**WORK TASK**
Every entry below should be printed exactly.

○ ○ ○ ○

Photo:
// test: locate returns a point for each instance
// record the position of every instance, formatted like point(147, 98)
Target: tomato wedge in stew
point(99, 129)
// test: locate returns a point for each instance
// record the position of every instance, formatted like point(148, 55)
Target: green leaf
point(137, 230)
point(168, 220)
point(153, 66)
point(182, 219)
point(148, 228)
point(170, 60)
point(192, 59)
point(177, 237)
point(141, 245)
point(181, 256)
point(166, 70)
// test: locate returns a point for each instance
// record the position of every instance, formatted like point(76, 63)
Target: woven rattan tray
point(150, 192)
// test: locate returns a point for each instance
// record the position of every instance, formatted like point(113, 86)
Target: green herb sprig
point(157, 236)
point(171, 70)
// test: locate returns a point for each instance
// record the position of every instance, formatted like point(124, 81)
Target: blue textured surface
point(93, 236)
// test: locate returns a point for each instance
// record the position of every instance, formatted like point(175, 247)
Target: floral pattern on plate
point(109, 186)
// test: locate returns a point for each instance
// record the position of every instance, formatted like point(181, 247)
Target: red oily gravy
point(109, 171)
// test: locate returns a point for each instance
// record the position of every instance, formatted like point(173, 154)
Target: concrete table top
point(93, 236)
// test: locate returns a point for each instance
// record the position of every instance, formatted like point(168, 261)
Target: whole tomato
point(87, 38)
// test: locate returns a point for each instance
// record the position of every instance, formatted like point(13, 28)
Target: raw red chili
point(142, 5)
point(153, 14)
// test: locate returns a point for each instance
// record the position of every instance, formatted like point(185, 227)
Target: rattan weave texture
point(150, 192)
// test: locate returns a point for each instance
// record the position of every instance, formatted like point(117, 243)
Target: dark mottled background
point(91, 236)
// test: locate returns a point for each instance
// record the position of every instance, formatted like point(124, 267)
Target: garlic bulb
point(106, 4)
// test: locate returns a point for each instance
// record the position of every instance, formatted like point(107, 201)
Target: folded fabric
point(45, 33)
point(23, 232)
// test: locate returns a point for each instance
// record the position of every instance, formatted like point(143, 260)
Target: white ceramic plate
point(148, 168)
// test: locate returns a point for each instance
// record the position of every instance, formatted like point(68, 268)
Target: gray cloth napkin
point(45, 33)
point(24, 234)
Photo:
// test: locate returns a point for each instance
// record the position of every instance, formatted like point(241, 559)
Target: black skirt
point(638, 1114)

○ ○ ○ ○

**TASK SOLUTION**
Photo:
// test: locate returns a point for each instance
// record the position of every instance, formatted like point(147, 98)
Target: tomato wedge in stew
point(99, 129)
// test: locate returns a point for each instance
// record the position of every instance, formatted like point(148, 55)
Target: green leaf
point(137, 230)
point(168, 220)
point(153, 66)
point(182, 219)
point(148, 228)
point(170, 60)
point(192, 59)
point(177, 237)
point(141, 245)
point(181, 256)
point(166, 70)
// test: locate returns a point for each instance
// record the position of every instance, formatted like point(76, 63)
Target: woven rattan tray
point(150, 192)
// test: locate returns a point for each instance
// record the position of every instance, formatted like point(113, 86)
Target: green herb sprig
point(157, 236)
point(171, 70)
// test: locate returns a point for each instance
// record the position of every instance, formatted like point(124, 81)
Target: blue textured surface
point(93, 236)
// test: locate returns a point for each instance
// record the position of every instance, formatted like point(175, 247)
Target: floral pattern on plate
point(109, 186)
// test: locate returns a point for each instance
// record the position of every instance, formatted like point(181, 247)
Target: red oily gravy
point(109, 171)
// test: locate returns a point for each instance
// record the position of every instance, formatted like point(173, 154)
Target: concrete table top
point(93, 236)
// test: locate returns a point for each instance
// record the position of every instance, formatted like point(168, 261)
Target: whole tomato
point(87, 38)
// test: locate returns a point for each instance
// record the position of every instance, formatted like point(13, 28)
Target: raw red chili
point(142, 5)
point(153, 14)
// test: locate returns a point for each instance
// record the position of every instance, formatted like point(185, 227)
Target: rattan weave texture
point(150, 192)
// test: locate returns a point for each instance
// record the position of every instance, formatted like point(117, 243)
Target: dark mottled background
point(91, 236)
// test: locate returns a point for each instance
// record the position of every instance, formatted like point(124, 267)
Target: garlic bulb
point(106, 4)
// test: locate returns a point for each instance
// record the position of every instance, formatted like point(107, 201)
Target: folded fabric
point(45, 33)
point(23, 232)
// test: locate returns a point for each instance
// record the position of every instance, formatted like point(143, 260)
Target: white ceramic plate
point(148, 168)
// test: locate returns a point for each instance
// record the position of every instance, formatted like point(68, 268)
Target: gray cloth napkin
point(45, 33)
point(24, 234)
Photo:
// test: locate returns a point for each instance
// record the position of every instance, formatted like point(241, 559)
Target: black skirt
point(638, 1114)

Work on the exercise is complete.